*Task instructions*. Render the rows below as a two-column CSV with the headers request and points, one line per row: the request text in the first column and its answer in the second. Put each field in quotation marks, turn line breaks into spaces, and leave out the pictures.

*Point placement records*.
******************************

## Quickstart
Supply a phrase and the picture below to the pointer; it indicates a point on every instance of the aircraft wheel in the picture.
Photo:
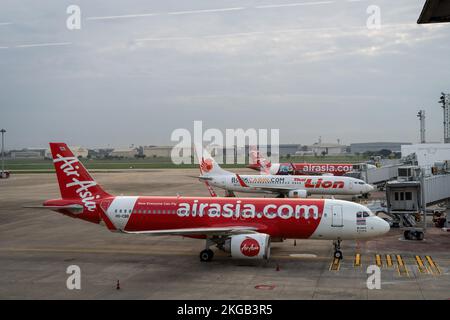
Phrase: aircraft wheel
(206, 255)
(338, 254)
(407, 235)
(420, 235)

******************************

*Response*.
request,points
"## Quickstart Supply a phrase and the picture below to the pointer; it indicates a point on every instance of the aircraft wheel in the picture. Photo: Phrase: aircraft wheel","(206, 255) (338, 254) (407, 235) (420, 235)"